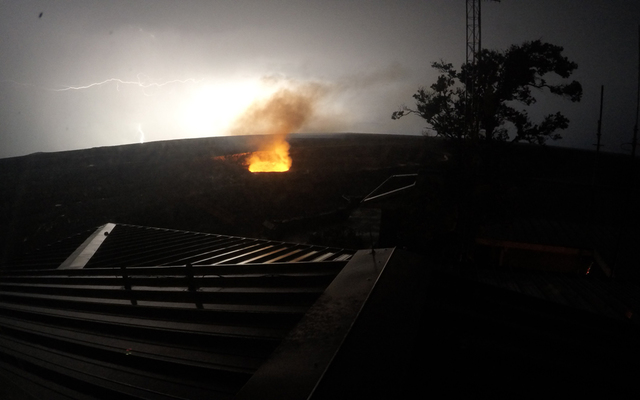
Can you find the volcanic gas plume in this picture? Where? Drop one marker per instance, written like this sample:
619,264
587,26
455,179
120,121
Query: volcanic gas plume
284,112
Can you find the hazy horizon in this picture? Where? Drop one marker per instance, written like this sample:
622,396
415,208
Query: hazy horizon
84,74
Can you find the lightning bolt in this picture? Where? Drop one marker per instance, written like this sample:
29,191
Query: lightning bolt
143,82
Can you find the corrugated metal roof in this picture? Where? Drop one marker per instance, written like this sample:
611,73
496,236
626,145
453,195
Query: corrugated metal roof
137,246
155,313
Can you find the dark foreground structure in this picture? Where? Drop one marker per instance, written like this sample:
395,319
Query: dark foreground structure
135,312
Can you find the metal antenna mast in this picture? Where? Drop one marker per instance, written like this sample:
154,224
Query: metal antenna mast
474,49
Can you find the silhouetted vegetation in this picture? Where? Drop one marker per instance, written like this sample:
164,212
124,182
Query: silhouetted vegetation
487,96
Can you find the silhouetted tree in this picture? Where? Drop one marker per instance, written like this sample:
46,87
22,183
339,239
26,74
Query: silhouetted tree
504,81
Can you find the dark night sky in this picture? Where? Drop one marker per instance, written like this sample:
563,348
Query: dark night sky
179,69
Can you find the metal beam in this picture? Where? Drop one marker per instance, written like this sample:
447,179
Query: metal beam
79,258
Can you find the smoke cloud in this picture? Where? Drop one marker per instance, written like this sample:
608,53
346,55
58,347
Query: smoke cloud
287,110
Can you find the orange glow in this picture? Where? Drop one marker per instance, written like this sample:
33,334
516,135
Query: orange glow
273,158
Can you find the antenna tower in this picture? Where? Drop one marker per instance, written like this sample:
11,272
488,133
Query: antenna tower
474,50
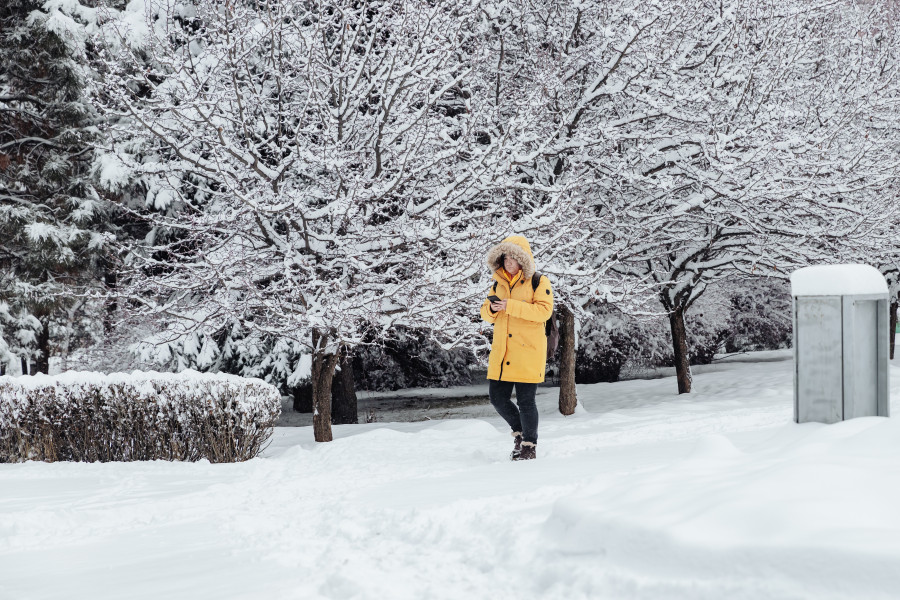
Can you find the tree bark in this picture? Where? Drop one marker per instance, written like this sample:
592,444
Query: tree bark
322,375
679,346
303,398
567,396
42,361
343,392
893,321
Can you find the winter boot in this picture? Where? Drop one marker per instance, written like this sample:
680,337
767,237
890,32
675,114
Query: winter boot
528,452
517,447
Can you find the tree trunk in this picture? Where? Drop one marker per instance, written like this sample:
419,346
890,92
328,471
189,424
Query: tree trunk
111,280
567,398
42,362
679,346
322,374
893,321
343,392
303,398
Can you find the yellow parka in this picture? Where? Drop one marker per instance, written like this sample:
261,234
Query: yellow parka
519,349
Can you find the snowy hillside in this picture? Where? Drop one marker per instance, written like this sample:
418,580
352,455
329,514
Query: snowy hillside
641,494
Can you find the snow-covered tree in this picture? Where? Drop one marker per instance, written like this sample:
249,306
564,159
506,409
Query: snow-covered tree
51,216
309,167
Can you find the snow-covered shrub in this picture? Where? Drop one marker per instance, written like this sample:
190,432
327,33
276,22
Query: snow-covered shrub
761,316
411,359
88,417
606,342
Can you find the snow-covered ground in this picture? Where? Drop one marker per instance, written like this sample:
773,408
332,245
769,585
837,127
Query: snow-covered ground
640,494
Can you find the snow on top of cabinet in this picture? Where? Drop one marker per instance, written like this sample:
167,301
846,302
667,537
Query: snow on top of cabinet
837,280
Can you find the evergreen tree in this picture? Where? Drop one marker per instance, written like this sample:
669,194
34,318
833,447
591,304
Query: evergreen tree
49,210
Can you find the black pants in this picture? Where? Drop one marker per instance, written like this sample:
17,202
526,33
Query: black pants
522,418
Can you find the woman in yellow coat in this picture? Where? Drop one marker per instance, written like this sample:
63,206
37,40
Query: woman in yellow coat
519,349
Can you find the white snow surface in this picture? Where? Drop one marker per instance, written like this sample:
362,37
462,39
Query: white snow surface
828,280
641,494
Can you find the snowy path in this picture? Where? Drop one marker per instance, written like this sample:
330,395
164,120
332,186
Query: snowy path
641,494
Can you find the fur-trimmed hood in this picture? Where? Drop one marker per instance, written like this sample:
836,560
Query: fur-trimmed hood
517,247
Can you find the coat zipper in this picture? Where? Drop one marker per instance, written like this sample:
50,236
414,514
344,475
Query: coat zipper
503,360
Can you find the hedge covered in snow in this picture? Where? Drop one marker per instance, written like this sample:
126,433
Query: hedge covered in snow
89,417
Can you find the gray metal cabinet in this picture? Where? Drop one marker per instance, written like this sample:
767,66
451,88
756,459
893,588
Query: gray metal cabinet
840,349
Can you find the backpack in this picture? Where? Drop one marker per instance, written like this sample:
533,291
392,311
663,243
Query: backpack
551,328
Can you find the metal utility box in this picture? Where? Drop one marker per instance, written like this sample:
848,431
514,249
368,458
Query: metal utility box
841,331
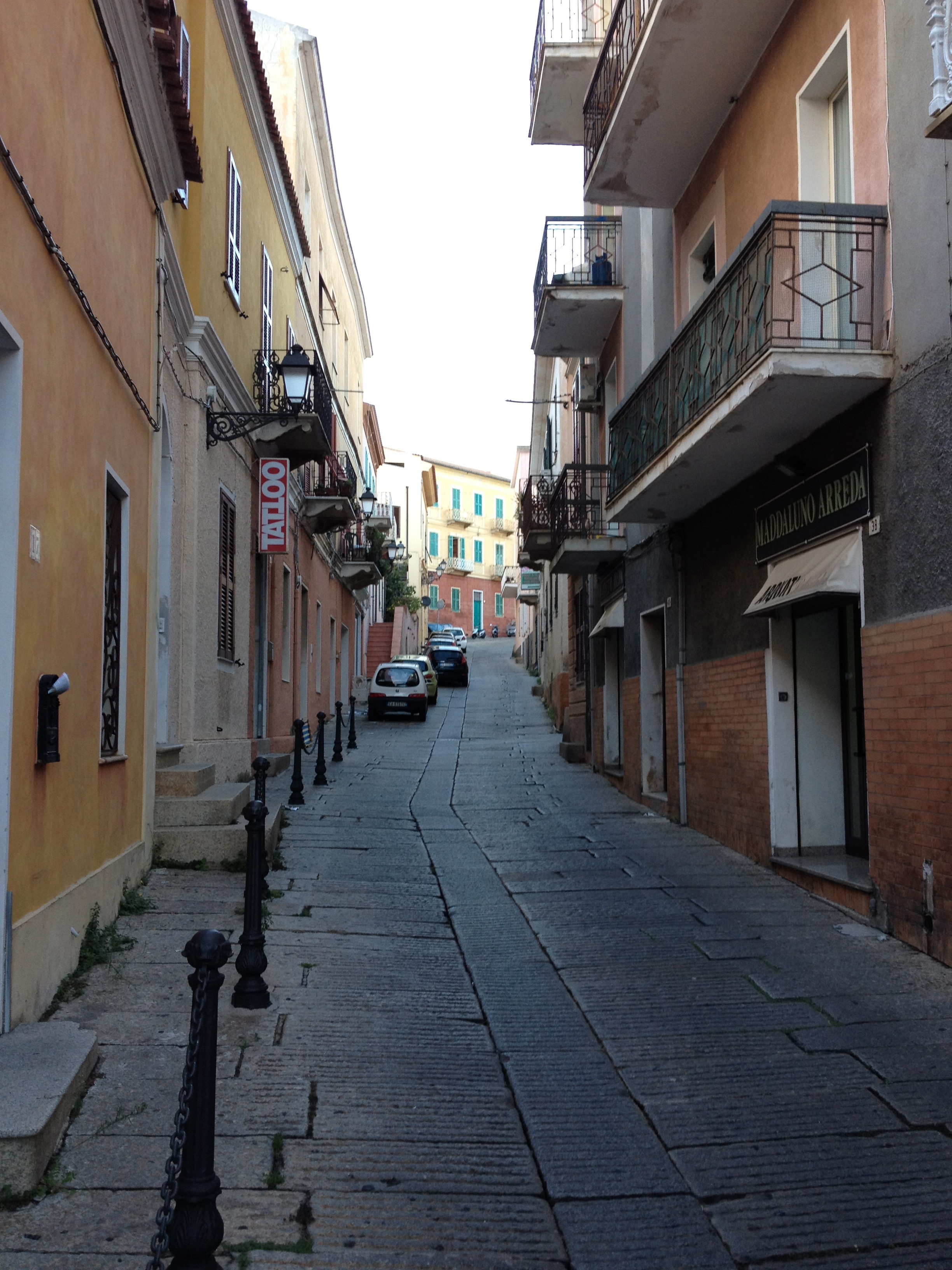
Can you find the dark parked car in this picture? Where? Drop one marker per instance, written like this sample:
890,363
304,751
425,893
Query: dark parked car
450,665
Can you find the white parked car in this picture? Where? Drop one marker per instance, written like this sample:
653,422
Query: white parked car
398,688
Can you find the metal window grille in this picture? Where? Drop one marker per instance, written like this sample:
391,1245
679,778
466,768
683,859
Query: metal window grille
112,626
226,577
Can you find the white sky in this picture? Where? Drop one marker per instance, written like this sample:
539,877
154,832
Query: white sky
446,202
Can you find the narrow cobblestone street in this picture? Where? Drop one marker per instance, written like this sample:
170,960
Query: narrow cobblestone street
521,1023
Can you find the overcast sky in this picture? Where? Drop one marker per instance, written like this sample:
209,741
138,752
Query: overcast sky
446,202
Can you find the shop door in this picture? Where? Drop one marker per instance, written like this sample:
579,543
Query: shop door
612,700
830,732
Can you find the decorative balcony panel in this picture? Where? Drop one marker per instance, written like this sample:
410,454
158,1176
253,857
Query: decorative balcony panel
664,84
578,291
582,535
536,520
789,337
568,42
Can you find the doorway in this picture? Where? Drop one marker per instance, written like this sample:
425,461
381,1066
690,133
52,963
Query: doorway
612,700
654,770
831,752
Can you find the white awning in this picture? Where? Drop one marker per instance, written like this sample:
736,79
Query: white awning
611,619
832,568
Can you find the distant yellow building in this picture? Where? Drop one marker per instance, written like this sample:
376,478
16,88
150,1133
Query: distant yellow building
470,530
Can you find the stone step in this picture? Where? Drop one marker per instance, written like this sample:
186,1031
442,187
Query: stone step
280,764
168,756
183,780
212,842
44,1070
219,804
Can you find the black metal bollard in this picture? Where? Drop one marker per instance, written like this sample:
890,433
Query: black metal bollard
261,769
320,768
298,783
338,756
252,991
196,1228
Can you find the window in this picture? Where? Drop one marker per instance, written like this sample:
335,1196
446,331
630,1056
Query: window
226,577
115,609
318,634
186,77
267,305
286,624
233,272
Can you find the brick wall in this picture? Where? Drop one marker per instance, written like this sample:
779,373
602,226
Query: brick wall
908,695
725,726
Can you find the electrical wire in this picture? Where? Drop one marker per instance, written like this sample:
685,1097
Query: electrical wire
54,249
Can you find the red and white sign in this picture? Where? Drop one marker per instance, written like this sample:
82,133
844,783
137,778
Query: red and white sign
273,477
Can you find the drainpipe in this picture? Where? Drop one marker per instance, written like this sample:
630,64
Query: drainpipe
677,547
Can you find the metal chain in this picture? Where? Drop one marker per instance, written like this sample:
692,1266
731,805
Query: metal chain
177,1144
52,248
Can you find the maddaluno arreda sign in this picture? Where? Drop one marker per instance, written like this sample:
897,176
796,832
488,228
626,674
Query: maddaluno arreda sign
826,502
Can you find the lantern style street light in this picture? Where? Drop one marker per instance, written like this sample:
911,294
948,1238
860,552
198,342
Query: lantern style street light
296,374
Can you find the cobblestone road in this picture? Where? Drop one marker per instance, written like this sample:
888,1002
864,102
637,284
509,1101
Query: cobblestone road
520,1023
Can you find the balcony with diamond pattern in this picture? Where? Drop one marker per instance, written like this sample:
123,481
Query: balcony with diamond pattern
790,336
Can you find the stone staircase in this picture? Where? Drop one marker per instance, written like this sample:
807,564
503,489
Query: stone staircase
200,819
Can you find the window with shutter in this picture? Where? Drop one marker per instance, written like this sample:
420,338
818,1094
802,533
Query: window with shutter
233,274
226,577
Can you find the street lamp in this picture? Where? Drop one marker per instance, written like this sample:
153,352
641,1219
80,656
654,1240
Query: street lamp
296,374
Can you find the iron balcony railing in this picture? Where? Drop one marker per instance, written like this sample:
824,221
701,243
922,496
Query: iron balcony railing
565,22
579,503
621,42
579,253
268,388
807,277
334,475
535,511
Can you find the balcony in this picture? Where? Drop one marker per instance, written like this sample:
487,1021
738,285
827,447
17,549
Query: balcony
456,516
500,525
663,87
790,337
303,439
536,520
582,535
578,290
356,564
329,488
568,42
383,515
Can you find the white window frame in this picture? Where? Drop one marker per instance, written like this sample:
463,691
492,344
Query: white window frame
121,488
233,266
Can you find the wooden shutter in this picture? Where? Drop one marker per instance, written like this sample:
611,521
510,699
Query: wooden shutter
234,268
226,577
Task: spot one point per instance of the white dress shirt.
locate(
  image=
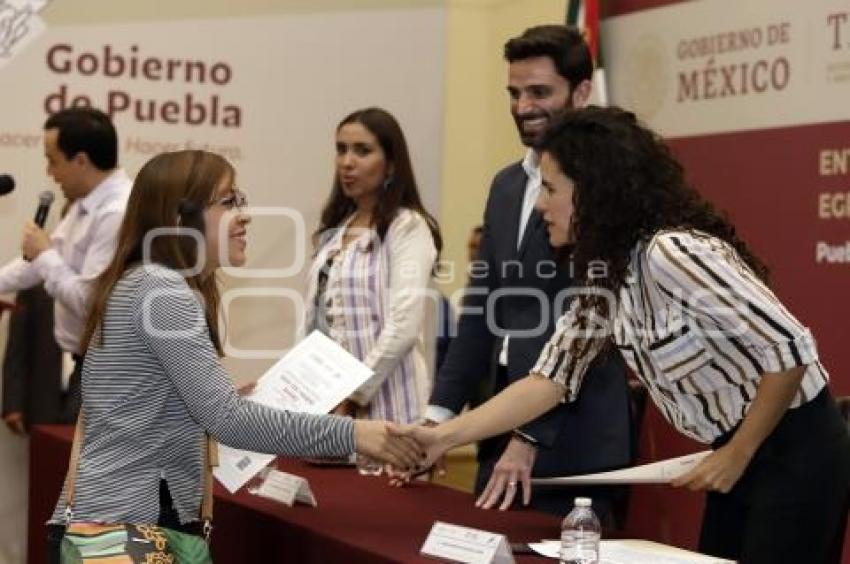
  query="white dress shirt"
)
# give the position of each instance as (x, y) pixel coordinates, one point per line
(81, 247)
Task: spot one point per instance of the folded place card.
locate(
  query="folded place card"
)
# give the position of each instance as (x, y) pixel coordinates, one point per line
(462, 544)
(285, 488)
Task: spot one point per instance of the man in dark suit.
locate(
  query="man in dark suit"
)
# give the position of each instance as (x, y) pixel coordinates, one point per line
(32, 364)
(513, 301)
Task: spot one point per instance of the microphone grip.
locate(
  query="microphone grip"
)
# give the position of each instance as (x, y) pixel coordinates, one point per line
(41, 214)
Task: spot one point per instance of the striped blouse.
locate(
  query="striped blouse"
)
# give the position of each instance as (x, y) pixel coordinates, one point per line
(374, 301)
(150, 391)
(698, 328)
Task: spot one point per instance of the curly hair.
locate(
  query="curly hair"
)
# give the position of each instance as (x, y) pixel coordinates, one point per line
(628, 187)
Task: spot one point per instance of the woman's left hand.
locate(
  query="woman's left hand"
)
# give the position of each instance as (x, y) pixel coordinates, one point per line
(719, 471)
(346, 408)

★ ★ ★

• **YOUR OBJECTIVE**
Copy out every line from the material above where the string "place" turns up.

• **EXERCISE RESULT**
Task: spot one point per instance of the folded place card.
  query="folded place card"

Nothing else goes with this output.